◆ Exercise description
Starting with the line that contains "# test: pointer returns one pin per instance of the beaded", copy every line through the end of the data below, exactly and with nothing added.

**** Information provided ****

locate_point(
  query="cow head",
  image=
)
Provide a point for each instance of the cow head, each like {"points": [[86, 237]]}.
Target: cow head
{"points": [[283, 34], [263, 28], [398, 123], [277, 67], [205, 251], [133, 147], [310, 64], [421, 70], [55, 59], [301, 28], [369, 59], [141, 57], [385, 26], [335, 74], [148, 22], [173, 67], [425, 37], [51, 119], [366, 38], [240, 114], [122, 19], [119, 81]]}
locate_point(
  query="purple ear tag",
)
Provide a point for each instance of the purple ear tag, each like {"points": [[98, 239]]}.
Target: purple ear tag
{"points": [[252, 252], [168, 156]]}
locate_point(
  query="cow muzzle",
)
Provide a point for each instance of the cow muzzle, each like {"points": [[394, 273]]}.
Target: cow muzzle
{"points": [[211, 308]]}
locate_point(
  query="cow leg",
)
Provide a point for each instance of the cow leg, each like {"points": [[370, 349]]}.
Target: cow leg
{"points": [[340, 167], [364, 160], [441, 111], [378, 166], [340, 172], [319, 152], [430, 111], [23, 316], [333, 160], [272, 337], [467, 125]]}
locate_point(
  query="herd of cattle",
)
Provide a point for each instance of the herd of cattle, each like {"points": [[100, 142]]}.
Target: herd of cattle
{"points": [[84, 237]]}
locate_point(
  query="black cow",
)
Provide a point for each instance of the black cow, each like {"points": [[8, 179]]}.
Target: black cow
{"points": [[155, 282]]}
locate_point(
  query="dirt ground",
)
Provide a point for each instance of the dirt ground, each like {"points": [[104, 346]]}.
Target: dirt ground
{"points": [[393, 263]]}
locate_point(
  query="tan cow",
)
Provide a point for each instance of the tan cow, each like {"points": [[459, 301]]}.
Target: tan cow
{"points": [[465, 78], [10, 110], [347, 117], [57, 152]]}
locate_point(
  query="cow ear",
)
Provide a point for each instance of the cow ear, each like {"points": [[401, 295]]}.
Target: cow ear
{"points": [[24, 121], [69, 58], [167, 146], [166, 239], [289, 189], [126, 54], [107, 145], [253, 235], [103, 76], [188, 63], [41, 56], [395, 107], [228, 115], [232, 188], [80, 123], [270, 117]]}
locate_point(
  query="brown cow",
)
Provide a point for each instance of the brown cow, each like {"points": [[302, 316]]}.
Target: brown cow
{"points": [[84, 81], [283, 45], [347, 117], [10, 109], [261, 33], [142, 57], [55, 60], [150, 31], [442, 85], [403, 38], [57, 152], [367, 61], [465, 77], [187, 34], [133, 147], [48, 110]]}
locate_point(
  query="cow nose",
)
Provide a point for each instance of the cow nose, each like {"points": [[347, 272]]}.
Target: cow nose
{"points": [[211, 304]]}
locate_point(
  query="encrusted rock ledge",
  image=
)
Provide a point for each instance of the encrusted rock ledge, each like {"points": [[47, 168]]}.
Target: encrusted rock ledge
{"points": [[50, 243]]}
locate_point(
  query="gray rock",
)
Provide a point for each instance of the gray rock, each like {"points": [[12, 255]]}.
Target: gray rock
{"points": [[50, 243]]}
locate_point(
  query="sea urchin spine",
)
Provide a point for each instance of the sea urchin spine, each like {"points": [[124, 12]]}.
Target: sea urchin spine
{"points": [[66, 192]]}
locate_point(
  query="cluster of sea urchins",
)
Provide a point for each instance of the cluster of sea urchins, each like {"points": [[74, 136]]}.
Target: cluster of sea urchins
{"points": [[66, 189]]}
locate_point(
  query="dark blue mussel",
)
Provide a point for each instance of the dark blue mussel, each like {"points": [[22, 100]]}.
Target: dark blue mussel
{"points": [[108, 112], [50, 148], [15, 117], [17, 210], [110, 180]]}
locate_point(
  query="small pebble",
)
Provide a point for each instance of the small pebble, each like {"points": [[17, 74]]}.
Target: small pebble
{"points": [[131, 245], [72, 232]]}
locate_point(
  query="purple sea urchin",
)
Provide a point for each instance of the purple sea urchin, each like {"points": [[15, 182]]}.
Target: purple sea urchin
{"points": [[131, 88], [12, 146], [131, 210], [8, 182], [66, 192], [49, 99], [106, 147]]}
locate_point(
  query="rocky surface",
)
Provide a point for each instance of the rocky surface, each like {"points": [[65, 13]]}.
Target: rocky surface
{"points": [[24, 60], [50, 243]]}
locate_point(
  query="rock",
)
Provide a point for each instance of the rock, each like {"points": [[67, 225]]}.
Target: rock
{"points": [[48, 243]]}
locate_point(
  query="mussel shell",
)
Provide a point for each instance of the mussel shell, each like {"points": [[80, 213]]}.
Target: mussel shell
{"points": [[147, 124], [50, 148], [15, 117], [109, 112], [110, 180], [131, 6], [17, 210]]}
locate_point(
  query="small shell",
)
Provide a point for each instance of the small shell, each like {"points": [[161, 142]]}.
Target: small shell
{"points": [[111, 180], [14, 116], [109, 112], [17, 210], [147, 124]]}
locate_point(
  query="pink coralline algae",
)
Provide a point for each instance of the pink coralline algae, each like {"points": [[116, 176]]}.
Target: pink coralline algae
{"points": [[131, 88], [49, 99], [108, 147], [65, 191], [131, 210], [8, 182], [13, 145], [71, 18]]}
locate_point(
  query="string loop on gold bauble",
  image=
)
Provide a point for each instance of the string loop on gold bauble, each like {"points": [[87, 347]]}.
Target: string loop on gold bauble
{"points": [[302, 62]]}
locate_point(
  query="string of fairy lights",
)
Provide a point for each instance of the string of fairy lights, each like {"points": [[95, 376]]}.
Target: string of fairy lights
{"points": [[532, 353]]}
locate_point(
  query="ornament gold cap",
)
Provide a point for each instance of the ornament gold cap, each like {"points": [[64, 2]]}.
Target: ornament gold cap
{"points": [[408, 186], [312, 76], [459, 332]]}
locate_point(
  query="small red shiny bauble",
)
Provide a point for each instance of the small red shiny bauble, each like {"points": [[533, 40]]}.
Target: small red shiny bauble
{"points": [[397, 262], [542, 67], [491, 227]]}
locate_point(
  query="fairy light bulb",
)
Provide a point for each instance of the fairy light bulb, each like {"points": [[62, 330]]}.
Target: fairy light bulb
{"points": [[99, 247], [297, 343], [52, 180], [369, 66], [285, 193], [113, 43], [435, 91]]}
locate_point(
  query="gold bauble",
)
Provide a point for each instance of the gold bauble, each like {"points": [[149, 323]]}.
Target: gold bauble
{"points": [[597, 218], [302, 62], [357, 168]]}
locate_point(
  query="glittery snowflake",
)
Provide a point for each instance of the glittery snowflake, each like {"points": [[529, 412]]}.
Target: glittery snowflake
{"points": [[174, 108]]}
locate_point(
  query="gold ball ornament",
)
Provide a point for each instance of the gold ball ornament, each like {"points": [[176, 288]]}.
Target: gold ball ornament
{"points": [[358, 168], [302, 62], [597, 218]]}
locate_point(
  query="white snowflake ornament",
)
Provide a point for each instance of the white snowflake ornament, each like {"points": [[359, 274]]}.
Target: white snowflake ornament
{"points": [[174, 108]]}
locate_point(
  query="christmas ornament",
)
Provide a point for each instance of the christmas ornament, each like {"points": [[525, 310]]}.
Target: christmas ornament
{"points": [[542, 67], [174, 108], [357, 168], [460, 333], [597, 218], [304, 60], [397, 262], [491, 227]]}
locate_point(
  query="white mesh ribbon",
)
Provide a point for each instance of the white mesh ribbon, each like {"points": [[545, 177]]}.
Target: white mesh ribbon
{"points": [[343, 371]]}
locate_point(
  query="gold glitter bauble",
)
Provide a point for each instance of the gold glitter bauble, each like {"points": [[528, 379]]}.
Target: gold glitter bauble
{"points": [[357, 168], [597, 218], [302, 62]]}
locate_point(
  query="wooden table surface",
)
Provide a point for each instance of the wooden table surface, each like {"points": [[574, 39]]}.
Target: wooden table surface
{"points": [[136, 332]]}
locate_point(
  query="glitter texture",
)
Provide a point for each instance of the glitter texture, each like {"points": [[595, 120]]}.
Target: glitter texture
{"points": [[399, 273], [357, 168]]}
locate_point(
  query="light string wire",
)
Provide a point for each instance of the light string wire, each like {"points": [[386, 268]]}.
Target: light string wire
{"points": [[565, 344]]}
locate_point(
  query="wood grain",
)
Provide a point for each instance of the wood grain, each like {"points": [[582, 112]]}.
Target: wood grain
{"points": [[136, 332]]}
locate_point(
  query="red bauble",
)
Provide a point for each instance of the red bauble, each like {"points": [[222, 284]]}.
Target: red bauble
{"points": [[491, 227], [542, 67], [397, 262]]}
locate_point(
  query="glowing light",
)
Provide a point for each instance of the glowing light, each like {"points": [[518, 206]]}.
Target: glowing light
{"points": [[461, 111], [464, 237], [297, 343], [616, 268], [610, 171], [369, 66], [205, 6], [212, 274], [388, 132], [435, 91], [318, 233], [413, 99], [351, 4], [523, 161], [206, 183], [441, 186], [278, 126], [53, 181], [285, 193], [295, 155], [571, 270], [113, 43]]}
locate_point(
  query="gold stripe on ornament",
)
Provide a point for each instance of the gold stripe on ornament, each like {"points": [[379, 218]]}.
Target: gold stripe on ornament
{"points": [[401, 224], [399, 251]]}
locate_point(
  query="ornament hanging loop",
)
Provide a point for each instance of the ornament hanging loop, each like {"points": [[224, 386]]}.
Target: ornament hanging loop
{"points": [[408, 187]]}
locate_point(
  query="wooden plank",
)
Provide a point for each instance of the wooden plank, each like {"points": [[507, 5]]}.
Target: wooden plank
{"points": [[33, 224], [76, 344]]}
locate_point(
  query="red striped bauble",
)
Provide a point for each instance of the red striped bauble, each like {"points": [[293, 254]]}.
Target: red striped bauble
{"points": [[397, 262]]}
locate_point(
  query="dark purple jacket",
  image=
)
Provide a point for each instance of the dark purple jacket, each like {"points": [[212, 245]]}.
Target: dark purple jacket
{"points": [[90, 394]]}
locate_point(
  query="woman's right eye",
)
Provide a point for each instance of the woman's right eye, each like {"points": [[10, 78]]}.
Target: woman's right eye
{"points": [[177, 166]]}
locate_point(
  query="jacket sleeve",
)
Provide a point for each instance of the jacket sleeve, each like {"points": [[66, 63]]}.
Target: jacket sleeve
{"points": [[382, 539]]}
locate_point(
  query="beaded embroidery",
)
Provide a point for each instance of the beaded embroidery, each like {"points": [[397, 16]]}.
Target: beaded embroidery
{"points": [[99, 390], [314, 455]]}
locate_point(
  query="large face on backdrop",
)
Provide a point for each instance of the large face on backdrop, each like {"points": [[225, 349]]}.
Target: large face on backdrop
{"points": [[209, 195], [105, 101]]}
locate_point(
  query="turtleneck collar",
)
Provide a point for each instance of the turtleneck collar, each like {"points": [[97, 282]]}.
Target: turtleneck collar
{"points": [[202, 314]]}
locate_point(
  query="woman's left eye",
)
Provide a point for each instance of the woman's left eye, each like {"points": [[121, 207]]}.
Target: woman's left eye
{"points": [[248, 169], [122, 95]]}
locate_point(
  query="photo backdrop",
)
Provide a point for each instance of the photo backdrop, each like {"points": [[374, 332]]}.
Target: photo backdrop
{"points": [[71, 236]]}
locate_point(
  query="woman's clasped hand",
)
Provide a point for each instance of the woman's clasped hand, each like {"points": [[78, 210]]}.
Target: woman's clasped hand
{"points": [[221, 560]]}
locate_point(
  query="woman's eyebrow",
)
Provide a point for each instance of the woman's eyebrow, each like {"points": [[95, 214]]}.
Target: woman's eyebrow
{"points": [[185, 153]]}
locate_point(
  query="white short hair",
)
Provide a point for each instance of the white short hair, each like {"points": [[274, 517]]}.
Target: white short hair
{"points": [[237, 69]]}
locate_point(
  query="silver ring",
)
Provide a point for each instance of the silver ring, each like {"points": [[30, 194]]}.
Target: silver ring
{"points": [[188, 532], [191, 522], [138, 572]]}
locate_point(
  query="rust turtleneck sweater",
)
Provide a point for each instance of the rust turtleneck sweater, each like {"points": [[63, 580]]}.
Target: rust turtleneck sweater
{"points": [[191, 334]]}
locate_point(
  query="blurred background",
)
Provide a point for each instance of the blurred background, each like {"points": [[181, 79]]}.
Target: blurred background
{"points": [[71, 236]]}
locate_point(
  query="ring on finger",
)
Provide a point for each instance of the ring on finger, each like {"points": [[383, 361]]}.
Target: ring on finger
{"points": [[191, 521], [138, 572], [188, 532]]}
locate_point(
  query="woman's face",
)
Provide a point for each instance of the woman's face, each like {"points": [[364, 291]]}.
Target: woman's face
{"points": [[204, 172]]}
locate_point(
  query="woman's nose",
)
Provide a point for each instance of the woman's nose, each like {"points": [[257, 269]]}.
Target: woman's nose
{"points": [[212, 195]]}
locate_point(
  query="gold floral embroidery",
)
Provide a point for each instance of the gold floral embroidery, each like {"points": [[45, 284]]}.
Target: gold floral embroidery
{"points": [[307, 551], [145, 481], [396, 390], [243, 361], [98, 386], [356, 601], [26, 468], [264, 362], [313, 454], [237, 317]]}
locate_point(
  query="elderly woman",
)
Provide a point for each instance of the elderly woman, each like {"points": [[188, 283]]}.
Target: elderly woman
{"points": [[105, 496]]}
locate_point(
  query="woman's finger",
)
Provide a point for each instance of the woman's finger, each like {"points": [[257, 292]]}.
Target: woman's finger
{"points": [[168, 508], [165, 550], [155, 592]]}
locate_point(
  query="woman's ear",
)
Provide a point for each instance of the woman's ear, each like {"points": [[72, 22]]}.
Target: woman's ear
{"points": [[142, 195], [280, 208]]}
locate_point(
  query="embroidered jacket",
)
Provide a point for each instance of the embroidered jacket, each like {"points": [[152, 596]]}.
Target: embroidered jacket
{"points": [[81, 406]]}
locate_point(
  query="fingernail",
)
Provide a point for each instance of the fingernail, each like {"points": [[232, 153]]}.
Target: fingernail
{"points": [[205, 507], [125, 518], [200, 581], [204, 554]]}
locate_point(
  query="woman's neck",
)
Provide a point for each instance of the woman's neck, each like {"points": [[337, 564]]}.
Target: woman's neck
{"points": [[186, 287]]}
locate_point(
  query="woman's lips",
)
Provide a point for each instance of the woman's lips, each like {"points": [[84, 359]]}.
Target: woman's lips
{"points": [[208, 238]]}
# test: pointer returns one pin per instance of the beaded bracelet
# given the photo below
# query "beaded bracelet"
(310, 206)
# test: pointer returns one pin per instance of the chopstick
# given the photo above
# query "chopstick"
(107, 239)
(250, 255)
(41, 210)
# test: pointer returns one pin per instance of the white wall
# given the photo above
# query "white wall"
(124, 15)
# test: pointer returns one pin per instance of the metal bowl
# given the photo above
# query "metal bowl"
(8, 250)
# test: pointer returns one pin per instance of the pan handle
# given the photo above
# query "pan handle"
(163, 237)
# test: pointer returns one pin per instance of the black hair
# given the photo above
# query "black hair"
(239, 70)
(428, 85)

****

◆ Answer in full
# test: pointer returns one pin per instance of the beaded bracelet
# given the photo below
# query "beaded bracelet"
(310, 206)
# test: pointer returns one pin per instance of the chopstick
# given the photo above
# query "chopstick"
(107, 239)
(250, 255)
(41, 210)
# test: pointer returns one pin per instance of the white wall
# given the photo above
# query "white wall"
(124, 15)
# test: pointer returns one pin per instance of the metal bowl
# given the photo above
# query "metal bowl"
(8, 250)
# test: pointer returns one pin per instance of the pan handle
# given the photo above
# query "pan handle"
(163, 237)
# test: pointer returns one pin per instance of the black hair
# given the photo above
# query "black hair"
(239, 70)
(428, 85)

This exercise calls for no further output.